[Opening Selected text section]
With continuing widespread coronavirus infections and another national lockdown, Mr Sunak may need to look again at the financial support available to businesses and individuals. The Government stated in December that “The Budget will set out the next phase of the plan to tackle the virus and protect jobs and will be published alongside the latest forecasts from the Office for Budget Responsibility (OBR).” 

The Government borrowed a record £284.7 billion from April 2020 to November 2020 to help fund schemes intended to support businesses throughout the pandemic. There are expectations that taxes will inevitably rise as a result, as the Chancellor has indicated that “once the economy begins to recover, we should look to return the public finances to a more sustainable footing.” Given the economy has by no means recovered, there is speculation that any tax increases will not take effect until April 2022.
[Closing Selected text section]
Exercise requirements:
1. According to the Budget text, how much did the Government borrow from April 2020 to November 2020?
2. Proceed with the Budget text, picking up right after its final sentence.
[Opening Information shown section]
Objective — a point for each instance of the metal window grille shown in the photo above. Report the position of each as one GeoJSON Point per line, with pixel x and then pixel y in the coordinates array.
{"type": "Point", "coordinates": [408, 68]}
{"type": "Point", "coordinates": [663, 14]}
[Closing Information shown section]
Answers to the problems:
1. A record £284.7 billion.

2.
Mr Sunak will be mindful of protecting consumer spending and therefore an increase in VAT is not anticipated. Indeed, a temporary reduction in the standard rate of VAT would be helpful in stimulating the economy. However, this would be dependent inter alia on businesses passing the VAT saving on to consumers, as opposed to increasing profit margins by keeping selling prices the same.

The tourism and hospitality sectors, which have been particularly hard hit by lockdown measures, are hoping that the reduction in VAT to 5% (applicable to those sectors) will be further extended beyond 31 March 2021. The VAT cut was introduced in July 2020 and was intended to support businesses throughout the winter period, but that was before the third national lockdown and a further extension would certainly be welcomed.

It is largely anticipated that there will be an increase in corporation tax; perhaps to a rate of up to 23%. Businesses that have struggled throughout the pandemic are unlikely to be affected immediately, particularly if they have been loss making, but once they return to profitability, and utilise any losses, they will then feel the impact.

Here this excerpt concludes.